> _本文_
「プチ生活保護」の勧め

 引き続き、「生活保護VSワーキングプア」について。

生活保護VSワーキングプア (PHP新書)

生活保護VSワーキングプア (PHP新書)


 平成19年度 社会福祉行政業務報告(福祉行政報告例)結果の概況、生活保護関係をみると、生活保護利用者中、高齢者世帯、傷病・障害者世帯が相対的に増加している。一方、母子世帯、その他の世帯は全体に占める比率が年々下がっている。
 母子世帯、その他の世帯には若年層が含まれている。ワーキングプアという形で若者に貧困が広がる一方、水際作戦の結果、生活保護受給が抑制されていることが統計で示されている。著者はここで次の問いかけをしている。「水際作戦の本当の被害者は誰なのか?」
 世代別の利用者数の推移をみると、生活保護を利用する高齢者数が増加する一方、1980年代後半から0〜19歳までの子供たちの数が急速に減少している。母子家庭などの若年層を排除することで、その子供たちがセーフティネットから排除されていることが示されている。


 著者は、生活保護制度の使命は、「生活保障」+「自立支援」と述べている。若年層が精神的にも身体的にもどうしようもなくなってから生活保護を利用するのではなく、困った時だけちょっと利用する「プチ生活保護」を勧めている。入りやすく出やすい制度に変えていくこと、再挑戦を行うためのバネとすることが生活保護の役割と強調している。
 私は、上記主張に対し、次のように考える。生活保護ケースワーカーは、相談窓口・支援者、生活保護費管理者という2つの顔がある。この二律背反する立場を解消しない限り、「自立支援」に向けた援助はしにくい。医療保険介護保険では、患者・利用者、保険者、そしてサービス提供者の3極がある。保険者は無駄な給付を減らそうというインセンティブを働かせる。一方、サービス提供者は最も適切なサービスを行うとする。両者が分離していることで緊張関係が働き、サービスの質と量が決定される。一方、生活保護では、相反する2つの役割を同時に求められている。このことによる矛盾が生活保護現場を苦しめている。
 現在の縦割り行政の中では、生活保護ケースワーカーは、あなたは生活保護対象ではありませんと追い返す立場にどうしてもなってしまう。申請者が来た時に、総合的に相談に乗り、生活保護を利用するかどうか決定する役割を持つ者がまず必要である。一方、自立に向けたサービスを提供する者も求められる。
 本書では、「希望のさいたま方式」を紹介している。貧困に苦しむ人たちを支援するネットワークをつくり、様々な角度から援助する方式である。考えてみると、高齢者や傷病・障害者の場合、医療や介護の現場では、多職種が関わりチームで援助を行っている。若年貧困者層に対しても、同じようにネットワークを作り、多職種で援助を行うという取組みは可能ではないか。生活保護が「自立支援」に向けた「生活保障」機能として役立つように制度運用が変わるのならば、そのイメージもだいぶ明るくなるような気がする。

> _記録情報_

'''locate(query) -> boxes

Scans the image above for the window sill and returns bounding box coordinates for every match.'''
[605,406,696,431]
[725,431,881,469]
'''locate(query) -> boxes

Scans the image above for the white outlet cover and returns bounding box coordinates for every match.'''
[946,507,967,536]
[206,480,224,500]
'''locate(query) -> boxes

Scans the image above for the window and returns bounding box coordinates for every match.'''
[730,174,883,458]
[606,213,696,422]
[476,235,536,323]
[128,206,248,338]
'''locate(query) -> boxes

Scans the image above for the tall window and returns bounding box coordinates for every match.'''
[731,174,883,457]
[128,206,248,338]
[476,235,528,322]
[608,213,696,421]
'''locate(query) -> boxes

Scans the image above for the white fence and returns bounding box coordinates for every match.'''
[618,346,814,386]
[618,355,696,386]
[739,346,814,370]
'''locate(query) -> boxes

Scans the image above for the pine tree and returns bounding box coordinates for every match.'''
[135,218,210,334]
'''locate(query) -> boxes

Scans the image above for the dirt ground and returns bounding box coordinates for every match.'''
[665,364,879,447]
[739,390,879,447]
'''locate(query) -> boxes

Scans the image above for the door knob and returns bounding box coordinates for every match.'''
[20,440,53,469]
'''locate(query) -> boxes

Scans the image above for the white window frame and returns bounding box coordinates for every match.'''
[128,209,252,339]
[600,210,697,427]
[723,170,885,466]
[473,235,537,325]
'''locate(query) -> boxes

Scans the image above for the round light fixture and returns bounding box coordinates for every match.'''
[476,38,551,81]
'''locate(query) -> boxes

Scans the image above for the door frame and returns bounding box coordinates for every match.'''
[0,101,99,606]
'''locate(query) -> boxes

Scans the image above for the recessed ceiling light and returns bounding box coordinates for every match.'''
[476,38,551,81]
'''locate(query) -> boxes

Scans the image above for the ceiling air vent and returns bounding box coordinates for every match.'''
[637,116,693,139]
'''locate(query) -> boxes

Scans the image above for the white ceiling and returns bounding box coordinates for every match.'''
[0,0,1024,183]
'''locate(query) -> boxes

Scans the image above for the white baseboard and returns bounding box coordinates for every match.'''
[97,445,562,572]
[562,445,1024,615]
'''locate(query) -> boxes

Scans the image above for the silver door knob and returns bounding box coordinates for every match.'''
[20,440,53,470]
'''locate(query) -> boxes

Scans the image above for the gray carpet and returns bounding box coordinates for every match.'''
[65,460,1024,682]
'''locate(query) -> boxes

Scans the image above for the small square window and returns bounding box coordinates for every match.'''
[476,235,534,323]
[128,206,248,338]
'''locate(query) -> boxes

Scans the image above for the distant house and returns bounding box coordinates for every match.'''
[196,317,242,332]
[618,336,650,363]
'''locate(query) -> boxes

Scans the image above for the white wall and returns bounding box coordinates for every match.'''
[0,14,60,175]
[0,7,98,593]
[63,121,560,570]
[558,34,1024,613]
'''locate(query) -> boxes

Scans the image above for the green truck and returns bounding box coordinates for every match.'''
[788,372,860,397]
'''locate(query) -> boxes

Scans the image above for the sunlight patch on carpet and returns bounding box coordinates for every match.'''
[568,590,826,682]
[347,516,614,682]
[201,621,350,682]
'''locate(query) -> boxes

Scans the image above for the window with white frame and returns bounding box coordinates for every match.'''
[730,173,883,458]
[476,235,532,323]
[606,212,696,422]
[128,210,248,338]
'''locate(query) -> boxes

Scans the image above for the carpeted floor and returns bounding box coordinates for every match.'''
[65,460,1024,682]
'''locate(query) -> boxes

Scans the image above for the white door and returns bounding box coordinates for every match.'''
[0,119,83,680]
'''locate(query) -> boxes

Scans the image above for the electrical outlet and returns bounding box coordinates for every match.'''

> _作業内容_
生活保護を論じた本文から、「母子世帯、その他の世帯には若」で始まり「生活保護現場を苦しめている。」で終わる部分をそのまま書き写すこと。 資料は本文とは別の出典から取ったものである。

> _解答_
母子世帯、その他の世帯には若年層が含まれている。ワーキングプアという形で若者に貧困が広がる一方、水際作戦の結果、生活保護受給が抑制されていることが統計で示されている。著者はここで次の問いかけをしている。「水際作戦の本当の被害者は誰なのか?」
 世代別の利用者数の推移をみると、生活保護を利用する高齢者数が増加する一方、1980年代後半から0〜19歳までの子供たちの数が急速に減少している。母子家庭などの若年層を排除することで、その子供たちがセーフティネットから排除されていることが示されている。


 著者は、生活保護制度の使命は、「生活保障」+「自立支援」と述べている。若年層が精神的にも身体的にもどうしようもなくなってから生活保護を利用するのではなく、困った時だけちょっと利用する「プチ生活保護」を勧めている。入りやすく出やすい制度に変えていくこと、再挑戦を行うためのバネとすることが生活保護の役割と強調している。
 私は、上記主張に対し、次のように考える。生活保護ケースワーカーは、相談窓口・支援者、生活保護費管理者という2つの顔がある。この二律背反する立場を解消しない限り、「自立支援」に向けた援助はしにくい。医療保険介護保険では、患者・利用者、保険者、そしてサービス提供者の3極がある。保険者は無駄な給付を減らそうというインセンティブを働かせる。一方、サービス提供者は最も適切なサービスを行うとする。両者が分離していることで緊張関係が働き、サービスの質と量が決定される。一方、生活保護では、相反する2つの役割を同時に求められている。このことによる矛盾が生活保護現場を苦しめている。